Your task => Copy the records exactly, from the line with "Batch processing job — object class: green grass." up to and including the line with "0 167 114 190".

(Records of labeled boxes)
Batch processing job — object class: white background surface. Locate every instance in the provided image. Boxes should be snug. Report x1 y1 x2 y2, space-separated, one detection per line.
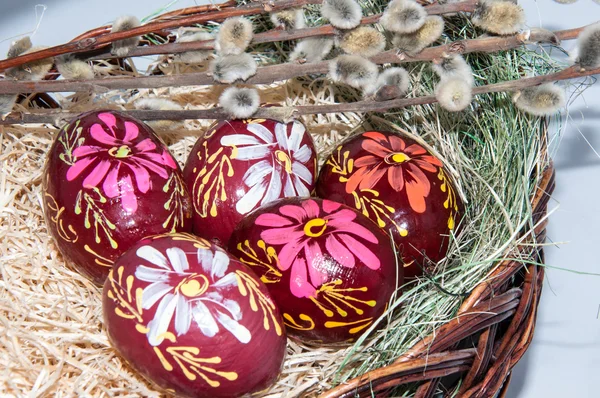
0 0 600 398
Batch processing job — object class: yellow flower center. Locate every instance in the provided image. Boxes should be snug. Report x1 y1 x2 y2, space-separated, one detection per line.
275 149 292 174
108 145 131 159
304 218 327 238
385 152 410 164
177 274 209 297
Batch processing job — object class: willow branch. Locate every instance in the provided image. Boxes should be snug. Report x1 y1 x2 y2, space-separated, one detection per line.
0 0 322 71
0 66 600 125
88 0 478 61
0 27 584 94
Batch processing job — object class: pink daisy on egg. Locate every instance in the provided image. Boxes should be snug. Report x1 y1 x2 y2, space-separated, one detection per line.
67 113 177 214
256 199 381 297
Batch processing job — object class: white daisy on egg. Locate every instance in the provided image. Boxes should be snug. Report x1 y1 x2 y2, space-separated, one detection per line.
135 246 252 346
221 122 314 214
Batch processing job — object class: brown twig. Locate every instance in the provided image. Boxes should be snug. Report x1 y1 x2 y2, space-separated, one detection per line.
0 0 322 71
0 66 600 125
0 27 584 94
88 0 478 61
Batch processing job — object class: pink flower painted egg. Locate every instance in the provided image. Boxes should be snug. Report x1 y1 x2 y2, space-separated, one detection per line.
317 131 463 277
183 119 317 244
103 234 286 398
43 111 191 284
229 198 403 343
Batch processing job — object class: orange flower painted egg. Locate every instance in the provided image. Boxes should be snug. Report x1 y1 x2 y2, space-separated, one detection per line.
184 119 317 244
103 234 286 398
317 131 462 277
229 198 403 343
43 111 192 284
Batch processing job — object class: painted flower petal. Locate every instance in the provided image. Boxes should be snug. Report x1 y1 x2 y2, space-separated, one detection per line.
388 166 404 192
67 157 96 181
292 162 314 184
256 225 304 245
304 239 327 287
119 176 137 214
275 123 289 151
192 300 219 337
302 199 321 218
256 213 292 227
217 311 252 344
83 160 110 188
288 122 306 151
246 123 275 144
167 247 190 274
210 250 229 280
278 238 306 271
102 163 121 198
388 135 406 152
260 167 282 205
358 165 387 189
354 155 382 167
175 294 192 336
213 272 237 288
73 145 108 160
361 140 393 158
235 144 271 160
123 122 140 142
134 138 156 153
235 181 267 214
127 162 152 193
90 123 121 146
338 234 381 270
135 282 174 310
135 245 171 271
279 205 307 223
198 248 213 274
148 293 177 346
323 199 342 215
325 234 355 268
293 145 312 163
290 258 317 298
129 155 169 179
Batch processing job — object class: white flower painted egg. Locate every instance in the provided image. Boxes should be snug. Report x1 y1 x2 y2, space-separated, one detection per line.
103 234 286 397
183 119 317 244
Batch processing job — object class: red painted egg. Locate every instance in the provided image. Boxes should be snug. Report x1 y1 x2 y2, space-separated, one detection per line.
317 131 463 277
44 111 191 284
103 234 286 398
183 119 317 244
229 198 402 343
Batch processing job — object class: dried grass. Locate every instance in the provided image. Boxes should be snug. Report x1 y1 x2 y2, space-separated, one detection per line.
0 1 568 397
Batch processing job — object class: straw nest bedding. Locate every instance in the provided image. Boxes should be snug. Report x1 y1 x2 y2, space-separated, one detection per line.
0 5 551 397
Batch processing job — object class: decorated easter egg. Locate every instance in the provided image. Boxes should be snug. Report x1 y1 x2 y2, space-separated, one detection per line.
43 111 191 284
229 198 403 343
103 234 286 398
183 119 317 244
317 131 462 277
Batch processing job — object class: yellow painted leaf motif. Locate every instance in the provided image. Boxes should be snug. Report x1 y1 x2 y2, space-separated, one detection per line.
235 271 283 336
192 141 236 218
75 187 119 249
237 240 282 283
283 313 315 331
58 120 85 166
44 193 79 243
162 173 189 232
438 167 458 230
326 146 354 183
352 189 408 237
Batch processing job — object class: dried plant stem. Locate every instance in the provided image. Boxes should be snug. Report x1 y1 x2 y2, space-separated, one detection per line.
0 66 600 125
0 0 322 71
89 0 478 61
0 27 584 94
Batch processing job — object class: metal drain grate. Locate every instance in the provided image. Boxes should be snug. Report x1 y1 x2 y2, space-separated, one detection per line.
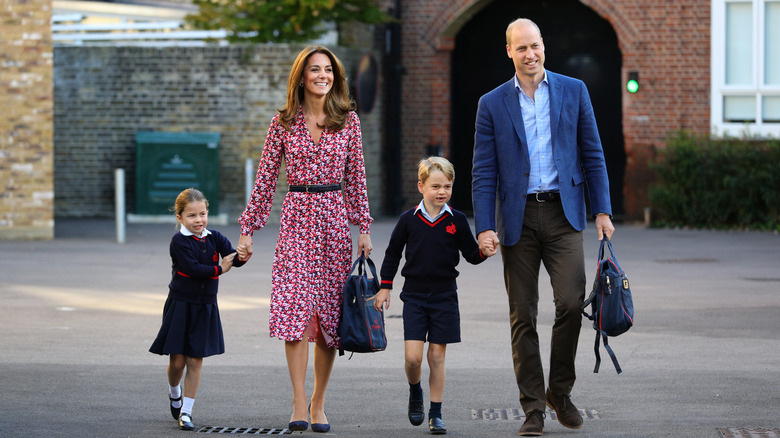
471 408 601 421
718 427 780 438
197 426 292 435
655 257 719 263
742 277 780 282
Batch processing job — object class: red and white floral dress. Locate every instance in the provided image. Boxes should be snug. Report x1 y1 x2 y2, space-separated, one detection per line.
238 108 373 347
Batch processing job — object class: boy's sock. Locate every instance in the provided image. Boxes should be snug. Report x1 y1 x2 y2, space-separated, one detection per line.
428 402 441 418
181 397 195 415
409 382 422 400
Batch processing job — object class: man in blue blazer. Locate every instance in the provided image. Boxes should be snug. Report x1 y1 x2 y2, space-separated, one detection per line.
472 18 615 436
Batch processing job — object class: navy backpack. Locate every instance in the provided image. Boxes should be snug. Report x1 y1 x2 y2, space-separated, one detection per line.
582 235 634 374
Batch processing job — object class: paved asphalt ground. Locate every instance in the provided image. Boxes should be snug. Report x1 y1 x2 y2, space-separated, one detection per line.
0 220 780 438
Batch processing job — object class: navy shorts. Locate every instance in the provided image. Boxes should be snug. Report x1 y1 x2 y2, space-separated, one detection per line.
400 290 460 344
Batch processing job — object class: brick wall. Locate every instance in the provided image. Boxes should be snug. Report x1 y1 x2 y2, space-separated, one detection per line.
402 0 710 220
0 0 54 239
54 45 381 221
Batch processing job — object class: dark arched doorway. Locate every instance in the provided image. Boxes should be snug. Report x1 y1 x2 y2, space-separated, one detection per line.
450 0 626 215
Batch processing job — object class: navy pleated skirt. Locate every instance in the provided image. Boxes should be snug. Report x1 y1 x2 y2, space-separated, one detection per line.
149 297 225 357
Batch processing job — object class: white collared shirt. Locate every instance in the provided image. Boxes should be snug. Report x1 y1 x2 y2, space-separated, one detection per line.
179 226 211 239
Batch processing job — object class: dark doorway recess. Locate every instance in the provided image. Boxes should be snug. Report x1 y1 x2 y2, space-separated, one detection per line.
450 0 626 216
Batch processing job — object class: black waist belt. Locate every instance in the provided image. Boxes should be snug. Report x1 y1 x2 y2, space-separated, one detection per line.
290 184 341 193
528 192 561 202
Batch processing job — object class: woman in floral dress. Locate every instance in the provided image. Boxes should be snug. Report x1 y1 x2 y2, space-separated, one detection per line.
236 46 373 432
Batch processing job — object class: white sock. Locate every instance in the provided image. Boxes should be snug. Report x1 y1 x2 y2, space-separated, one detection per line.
181 397 195 415
168 385 181 409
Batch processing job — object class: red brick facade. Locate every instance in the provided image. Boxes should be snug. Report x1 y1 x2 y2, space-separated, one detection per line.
394 0 710 220
0 0 54 240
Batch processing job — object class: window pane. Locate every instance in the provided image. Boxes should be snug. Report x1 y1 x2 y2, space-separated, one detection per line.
726 3 753 85
723 96 756 122
764 96 780 123
764 2 780 85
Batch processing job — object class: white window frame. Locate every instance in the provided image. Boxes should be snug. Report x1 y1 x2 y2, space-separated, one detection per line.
710 0 780 138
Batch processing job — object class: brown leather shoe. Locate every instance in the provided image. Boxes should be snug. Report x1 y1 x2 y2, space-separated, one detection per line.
520 409 547 436
544 389 582 429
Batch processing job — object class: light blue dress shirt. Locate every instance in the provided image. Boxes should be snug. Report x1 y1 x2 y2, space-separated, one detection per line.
515 71 558 193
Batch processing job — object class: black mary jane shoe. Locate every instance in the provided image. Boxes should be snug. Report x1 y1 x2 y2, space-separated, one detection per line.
168 395 182 420
179 413 195 430
428 417 447 435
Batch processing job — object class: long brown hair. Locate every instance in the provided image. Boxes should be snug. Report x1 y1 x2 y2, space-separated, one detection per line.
279 46 355 131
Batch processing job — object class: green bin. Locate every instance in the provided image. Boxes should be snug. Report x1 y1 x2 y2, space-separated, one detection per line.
135 131 220 215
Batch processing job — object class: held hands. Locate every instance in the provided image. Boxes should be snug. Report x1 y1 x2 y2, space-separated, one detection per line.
374 289 390 311
357 234 374 257
477 230 500 257
236 235 252 262
222 253 236 274
596 213 615 240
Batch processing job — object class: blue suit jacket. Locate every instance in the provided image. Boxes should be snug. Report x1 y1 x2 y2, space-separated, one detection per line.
471 71 612 245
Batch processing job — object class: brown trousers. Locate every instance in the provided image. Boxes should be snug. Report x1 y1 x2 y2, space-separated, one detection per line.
501 200 585 413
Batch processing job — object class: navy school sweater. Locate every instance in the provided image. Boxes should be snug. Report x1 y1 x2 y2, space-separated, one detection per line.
168 230 245 304
380 207 486 293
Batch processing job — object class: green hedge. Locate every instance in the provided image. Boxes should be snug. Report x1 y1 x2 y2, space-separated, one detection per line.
649 132 780 230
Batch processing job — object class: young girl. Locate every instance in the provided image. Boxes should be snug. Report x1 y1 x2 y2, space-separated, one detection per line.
374 157 492 434
149 188 243 430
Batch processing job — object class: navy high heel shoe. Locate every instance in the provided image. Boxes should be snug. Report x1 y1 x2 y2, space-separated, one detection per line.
309 404 330 433
287 421 314 432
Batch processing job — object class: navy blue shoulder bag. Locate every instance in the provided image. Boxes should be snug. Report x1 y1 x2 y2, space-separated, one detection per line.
338 254 387 357
582 234 634 374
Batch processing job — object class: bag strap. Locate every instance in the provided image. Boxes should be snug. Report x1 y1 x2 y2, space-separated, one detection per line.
593 330 623 374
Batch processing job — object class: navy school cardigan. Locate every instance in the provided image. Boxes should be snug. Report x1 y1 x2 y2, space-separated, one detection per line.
380 207 486 293
168 230 245 304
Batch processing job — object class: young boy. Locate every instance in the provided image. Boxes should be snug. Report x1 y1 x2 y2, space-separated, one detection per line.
374 157 495 435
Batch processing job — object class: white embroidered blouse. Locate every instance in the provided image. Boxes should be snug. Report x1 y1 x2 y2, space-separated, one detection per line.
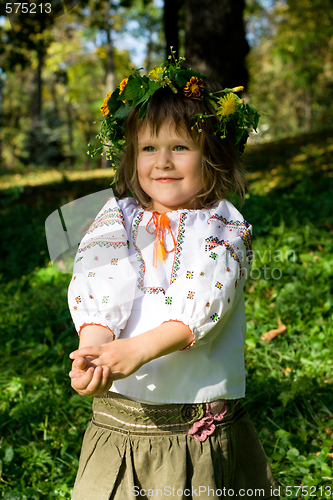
68 197 252 404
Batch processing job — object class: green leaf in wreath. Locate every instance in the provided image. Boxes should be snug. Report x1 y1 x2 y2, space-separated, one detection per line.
107 89 121 115
118 78 148 101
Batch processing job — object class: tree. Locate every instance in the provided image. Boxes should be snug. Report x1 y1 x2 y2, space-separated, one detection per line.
247 0 333 140
185 0 249 88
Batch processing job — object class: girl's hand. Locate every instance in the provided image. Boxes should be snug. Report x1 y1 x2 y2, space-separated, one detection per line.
69 336 146 380
70 364 113 397
68 356 95 378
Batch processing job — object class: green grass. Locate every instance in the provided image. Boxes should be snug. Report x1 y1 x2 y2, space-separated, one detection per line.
0 131 333 500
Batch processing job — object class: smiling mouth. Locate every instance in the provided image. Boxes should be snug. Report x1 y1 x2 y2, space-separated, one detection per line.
154 177 180 182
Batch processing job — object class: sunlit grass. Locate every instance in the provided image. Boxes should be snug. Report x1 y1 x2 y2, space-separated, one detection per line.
0 167 114 190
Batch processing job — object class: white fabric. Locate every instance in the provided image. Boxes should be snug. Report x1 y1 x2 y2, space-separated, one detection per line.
69 197 251 404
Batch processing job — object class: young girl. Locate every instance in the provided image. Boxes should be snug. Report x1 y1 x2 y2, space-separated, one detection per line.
69 57 278 500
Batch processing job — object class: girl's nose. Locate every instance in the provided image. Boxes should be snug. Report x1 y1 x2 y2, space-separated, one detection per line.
156 150 172 169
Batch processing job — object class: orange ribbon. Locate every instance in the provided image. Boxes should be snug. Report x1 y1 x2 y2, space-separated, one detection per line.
146 212 176 267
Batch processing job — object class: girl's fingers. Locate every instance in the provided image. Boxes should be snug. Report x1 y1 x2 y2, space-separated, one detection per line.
73 356 88 370
69 346 103 359
72 368 95 391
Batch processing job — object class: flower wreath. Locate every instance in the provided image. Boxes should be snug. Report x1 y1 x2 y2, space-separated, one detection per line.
87 48 260 165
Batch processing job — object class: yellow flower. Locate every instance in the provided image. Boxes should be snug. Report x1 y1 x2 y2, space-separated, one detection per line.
119 78 128 95
216 93 238 118
101 92 111 116
148 66 164 82
184 76 205 97
232 86 244 92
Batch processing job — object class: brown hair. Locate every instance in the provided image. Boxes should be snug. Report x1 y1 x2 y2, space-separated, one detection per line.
115 87 245 208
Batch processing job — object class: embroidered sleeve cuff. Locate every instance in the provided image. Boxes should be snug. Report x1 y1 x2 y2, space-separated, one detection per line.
77 322 116 340
162 319 195 351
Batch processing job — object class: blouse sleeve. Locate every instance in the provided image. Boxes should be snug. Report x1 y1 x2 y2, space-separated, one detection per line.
165 212 252 347
68 197 136 338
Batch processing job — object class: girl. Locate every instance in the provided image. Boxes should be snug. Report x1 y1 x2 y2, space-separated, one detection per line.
69 57 277 500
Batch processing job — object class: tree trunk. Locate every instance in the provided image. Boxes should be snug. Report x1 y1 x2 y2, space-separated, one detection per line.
164 0 179 57
185 0 249 88
105 3 115 94
304 87 312 132
32 50 44 126
102 2 115 168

Final result =>
Batch processing job — object class: green grass. Locate every instance in the provided image. Boxes should be snug. Report x1 y1 x2 y2, space-separated, one detection per line.
0 131 333 500
Batch processing job — object class: smiling mouth. Locate every instance in the provided image. Boxes should be snug. Report x1 y1 x2 y2, space-separated, one detection per line.
154 177 180 182
Batch processing job — object class: sunlit grass. Locate every instance in the provided image. Boxes should be snug. Report x1 y1 x2 y2, space-separated, one detection per line.
0 167 114 190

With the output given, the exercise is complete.